• **EXERCISE INSTRUCTIONS**:
1. In the blog entry on Windows Home Server, which major OEM partner of Microsoft dropped out of the business when Windows Home Server 2011 came out?
2. Extend the blog entry on Windows Home Server, starting after its last sentence.

No, this isn’t a blog entry about comparing these options though someone would do the world a service by writing a good one. This is a blog entry about the strategic realities of these four mechanisms for sharing and backing up data with both backward and forward looks.
When Microsoft’s David Vaskevitch was running around in 1993-94 making his pitch why the company should get serious about the Enterprise business he’d use an argument that started with data centers and got to the number of small businesses and branch offices. There were many millions of places where at least one employee went to work every day, and each of them justified a Server. And then, more quietly since this was nominally an Enterprise discussion, he’d add-on the opportunity for servers in the home. It took 14 years for Microsoft to address the server in the home part of the vision with Windows Home Server (WHS), and the question that haunted it almost from the beginning was “too little, too late” or “too much, too expensive for the mainstream consumer”?
There is no question that WHS, now officially being discontinued with the release of Windows Server 2012, was a cool product. It introduced a cool, though technically flawed, means of storage management called Drive Extender (dropped in the most recent version). It has a backup/restore that really works for recovering from hard drive failure. It provides network shared folders. It allows for remote access. It serves up multimedia via DLNA. And it is a platform for third-party apps.
Sadly adoption of WHS was light from the beginning. How much of this was because of the product itself and how much was because of the marketing strategy is hard to tell. WHS was a relatively small project within Microsoft, not one that would have the marketing budget to buy its way into shelf-space at Best Buy, run TV ads touting its virtues, or license a theme song from the Rolling Stones. It counted on a bootstrap marketing strategy wherein a very modest initial effort lead to enough adoption to justify vastly increased marketing effort. “If you build it they will come”, but they didn’t. At least not in enough numbers to justify increased effort. The second major release, Windows Home Server 2011, was greeted not with renewed effort but rather with Microsoft’s major OEM partner HP dropping out of the business. No other OEM stepped in to fill the void. Even system builders stayed away (except, oddly enough, in the UK). It was no longer a consumer product, but rather the low-end of Microsoft’s confusing line of (business) server offerings. With the advent of Windows Server 2012 the most used functionality of WHS, as well as the more successful but still not a barn burner Windows Small Business Server, are folded into Windows Server Essentials. And any notion of a consumer product, or of having servers priced for consumer use, abandoned.

• **STORED DATA**:

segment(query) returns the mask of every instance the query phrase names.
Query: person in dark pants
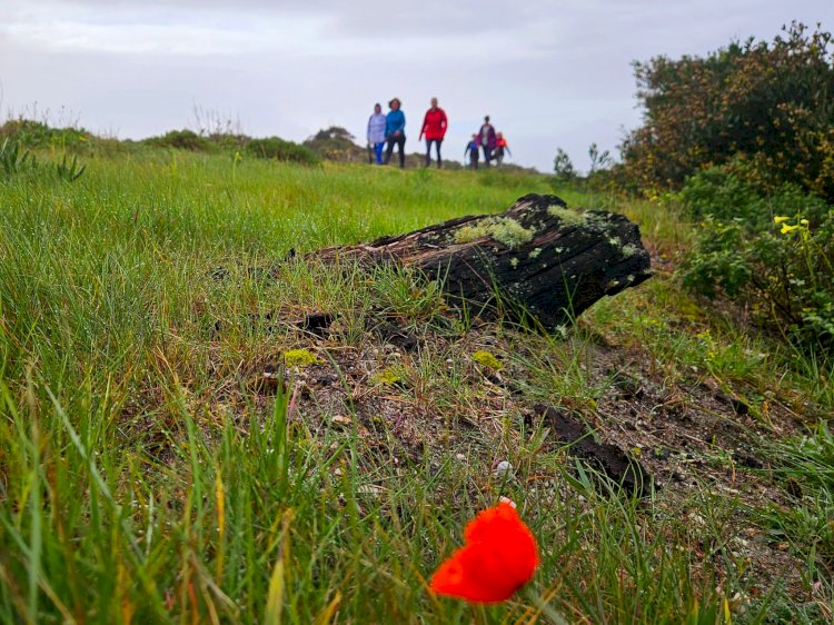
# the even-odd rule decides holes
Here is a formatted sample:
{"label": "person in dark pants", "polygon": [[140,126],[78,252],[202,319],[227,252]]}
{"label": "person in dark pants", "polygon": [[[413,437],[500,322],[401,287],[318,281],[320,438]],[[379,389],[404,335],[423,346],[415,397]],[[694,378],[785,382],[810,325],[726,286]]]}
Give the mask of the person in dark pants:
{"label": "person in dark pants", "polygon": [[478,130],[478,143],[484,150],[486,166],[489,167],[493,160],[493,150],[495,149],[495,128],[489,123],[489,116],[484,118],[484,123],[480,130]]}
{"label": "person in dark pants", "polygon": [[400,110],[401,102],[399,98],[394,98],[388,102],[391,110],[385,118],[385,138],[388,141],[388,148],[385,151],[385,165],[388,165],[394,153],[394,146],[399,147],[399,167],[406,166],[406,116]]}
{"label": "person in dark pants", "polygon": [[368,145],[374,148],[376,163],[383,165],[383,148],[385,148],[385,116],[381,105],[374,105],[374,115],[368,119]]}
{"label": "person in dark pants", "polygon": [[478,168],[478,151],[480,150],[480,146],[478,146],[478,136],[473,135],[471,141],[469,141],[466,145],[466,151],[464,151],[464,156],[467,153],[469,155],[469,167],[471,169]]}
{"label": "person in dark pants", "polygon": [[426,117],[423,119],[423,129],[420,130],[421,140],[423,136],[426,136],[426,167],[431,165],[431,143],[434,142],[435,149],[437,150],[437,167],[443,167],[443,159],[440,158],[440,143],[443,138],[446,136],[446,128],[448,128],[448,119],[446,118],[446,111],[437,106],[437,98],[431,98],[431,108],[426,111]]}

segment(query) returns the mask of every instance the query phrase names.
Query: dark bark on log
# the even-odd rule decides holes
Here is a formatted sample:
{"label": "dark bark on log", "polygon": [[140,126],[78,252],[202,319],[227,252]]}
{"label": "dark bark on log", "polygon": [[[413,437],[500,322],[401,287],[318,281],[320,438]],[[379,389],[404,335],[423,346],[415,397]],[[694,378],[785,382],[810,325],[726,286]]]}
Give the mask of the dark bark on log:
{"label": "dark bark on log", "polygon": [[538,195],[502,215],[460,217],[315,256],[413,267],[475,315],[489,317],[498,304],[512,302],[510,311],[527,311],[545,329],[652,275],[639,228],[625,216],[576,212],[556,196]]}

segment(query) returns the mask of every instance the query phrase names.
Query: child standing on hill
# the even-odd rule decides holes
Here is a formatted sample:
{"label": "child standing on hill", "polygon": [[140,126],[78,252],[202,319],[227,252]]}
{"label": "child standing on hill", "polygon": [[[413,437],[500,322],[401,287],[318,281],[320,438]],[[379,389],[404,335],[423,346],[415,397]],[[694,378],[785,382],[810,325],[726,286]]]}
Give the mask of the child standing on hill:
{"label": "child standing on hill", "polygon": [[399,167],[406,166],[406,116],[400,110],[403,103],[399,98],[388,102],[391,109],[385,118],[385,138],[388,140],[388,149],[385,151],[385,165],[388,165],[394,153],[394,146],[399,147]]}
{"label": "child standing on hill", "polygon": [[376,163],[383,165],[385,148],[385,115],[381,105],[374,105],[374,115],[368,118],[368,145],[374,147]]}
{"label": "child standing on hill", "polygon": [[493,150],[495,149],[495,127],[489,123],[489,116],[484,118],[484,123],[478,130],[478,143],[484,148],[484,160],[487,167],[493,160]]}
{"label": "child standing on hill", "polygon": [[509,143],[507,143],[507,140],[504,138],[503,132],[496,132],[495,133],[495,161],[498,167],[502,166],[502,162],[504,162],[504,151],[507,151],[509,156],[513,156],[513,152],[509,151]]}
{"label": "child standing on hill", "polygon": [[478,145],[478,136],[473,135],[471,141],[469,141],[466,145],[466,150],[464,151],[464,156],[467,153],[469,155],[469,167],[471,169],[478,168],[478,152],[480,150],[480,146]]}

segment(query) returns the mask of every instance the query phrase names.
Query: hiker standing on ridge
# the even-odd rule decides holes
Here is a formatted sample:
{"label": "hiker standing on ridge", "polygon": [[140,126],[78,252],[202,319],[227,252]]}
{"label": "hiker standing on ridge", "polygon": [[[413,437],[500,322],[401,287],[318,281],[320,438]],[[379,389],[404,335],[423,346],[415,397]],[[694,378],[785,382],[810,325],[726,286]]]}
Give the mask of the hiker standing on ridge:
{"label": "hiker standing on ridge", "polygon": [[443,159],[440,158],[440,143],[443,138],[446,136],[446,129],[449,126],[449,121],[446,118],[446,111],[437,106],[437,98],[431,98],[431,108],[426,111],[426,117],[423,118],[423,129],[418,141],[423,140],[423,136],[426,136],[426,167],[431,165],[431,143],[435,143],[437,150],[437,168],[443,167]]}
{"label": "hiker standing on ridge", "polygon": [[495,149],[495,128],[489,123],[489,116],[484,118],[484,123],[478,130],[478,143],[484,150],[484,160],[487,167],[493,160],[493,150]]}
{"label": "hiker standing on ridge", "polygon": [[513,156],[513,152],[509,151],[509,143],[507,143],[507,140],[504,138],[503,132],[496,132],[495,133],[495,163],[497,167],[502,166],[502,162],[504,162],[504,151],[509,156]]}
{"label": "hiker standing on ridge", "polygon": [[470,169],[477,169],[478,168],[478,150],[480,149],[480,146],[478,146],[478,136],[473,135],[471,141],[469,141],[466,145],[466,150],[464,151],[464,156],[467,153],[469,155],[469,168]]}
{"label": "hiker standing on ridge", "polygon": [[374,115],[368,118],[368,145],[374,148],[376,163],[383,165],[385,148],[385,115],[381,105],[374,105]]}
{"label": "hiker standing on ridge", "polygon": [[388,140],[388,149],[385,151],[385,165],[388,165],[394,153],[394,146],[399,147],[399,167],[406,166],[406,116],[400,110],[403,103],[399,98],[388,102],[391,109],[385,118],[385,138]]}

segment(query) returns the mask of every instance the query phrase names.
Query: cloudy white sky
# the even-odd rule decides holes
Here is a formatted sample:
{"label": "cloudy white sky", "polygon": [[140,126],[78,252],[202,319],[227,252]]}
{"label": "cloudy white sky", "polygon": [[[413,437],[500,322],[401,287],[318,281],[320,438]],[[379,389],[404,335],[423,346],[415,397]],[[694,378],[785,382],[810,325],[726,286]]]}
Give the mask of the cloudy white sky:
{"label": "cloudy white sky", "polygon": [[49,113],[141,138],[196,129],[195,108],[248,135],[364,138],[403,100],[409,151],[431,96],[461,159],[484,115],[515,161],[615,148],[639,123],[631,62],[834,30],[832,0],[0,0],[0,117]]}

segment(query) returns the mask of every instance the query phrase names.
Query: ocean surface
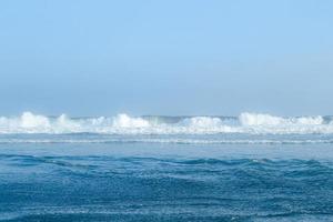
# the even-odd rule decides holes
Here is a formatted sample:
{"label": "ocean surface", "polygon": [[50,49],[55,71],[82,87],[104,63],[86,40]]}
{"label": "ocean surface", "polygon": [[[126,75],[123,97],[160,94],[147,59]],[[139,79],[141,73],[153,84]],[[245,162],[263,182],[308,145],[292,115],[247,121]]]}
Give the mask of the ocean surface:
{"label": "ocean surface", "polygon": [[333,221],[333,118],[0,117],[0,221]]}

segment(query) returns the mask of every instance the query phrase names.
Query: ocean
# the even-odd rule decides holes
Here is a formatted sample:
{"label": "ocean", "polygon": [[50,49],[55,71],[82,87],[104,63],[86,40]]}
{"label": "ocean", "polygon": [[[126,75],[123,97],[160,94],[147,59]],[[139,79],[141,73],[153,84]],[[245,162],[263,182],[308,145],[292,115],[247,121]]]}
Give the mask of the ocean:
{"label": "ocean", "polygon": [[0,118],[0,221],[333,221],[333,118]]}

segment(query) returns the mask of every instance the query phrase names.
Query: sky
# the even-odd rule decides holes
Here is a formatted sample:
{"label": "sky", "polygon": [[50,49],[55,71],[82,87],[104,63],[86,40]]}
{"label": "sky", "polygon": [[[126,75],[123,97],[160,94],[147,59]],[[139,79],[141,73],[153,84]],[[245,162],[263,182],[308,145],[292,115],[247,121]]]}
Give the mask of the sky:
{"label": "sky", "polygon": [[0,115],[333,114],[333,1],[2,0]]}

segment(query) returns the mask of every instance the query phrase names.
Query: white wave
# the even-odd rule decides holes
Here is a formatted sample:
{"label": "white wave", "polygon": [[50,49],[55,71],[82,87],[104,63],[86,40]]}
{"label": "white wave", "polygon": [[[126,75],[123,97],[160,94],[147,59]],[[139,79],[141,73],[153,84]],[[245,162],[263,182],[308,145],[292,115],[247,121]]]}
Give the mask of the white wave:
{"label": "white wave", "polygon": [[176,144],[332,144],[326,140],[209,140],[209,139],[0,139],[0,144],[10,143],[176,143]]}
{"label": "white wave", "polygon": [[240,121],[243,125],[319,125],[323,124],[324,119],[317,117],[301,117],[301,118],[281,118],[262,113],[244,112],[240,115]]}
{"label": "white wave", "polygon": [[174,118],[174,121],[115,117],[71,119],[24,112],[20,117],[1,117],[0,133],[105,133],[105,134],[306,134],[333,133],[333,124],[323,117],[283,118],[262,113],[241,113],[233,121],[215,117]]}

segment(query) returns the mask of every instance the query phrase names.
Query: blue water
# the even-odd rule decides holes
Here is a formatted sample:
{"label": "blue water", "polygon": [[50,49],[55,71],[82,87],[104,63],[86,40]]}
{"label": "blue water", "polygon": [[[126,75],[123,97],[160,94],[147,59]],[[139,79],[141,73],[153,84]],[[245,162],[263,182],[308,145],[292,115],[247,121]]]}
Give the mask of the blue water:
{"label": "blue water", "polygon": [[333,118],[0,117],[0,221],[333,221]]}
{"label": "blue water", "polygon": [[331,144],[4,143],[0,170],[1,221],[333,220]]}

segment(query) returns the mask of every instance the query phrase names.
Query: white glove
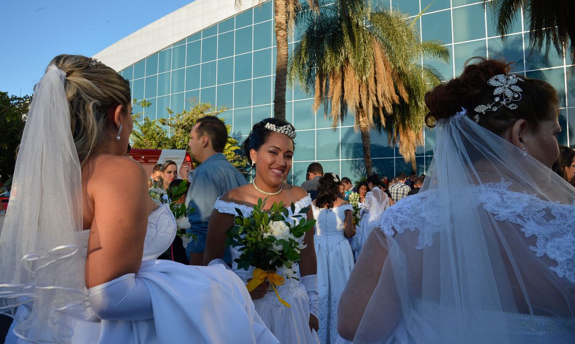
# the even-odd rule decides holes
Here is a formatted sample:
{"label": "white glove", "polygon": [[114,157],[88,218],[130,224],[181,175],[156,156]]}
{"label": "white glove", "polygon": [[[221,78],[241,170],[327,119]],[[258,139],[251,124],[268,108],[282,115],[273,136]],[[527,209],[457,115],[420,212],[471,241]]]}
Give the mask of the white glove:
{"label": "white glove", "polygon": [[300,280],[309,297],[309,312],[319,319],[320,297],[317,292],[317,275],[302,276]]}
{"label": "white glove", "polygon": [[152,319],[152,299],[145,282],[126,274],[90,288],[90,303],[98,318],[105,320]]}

• **ANSWERS IN ORDER**:
1. HP

2.
From the moment that WHS launched it was under assault from a range of alternatives, none of which were as good as the package but all of which were more than adequate for their individual task. Windows client had long had facilities for Shared Folders, and when Windows 7 added HomeGroups they really became easily managed by consumers. Why set up yet another system in your house when you could easily designated one Windows PC to hold your shares? You could even use Windows Backup, as mediocre as it is, to backup your various PCs to those shares. Or why not buy a NAS (Network Attached Storage) drive, today a 2TB WD My Book Live is running around $150, and have a backup and share solution for perhaps 1/3 of the cost of an equivalent WHS server. And then came the problem of Disaster Recovery…what happens to your data when a wildfire sweeps down into your city and burns your house to ground, as just happened in Colorado Springs? You really want your key data backed up in the Cloud. Remote Access? Well there are numerous solutions, including multiple from Microsoft.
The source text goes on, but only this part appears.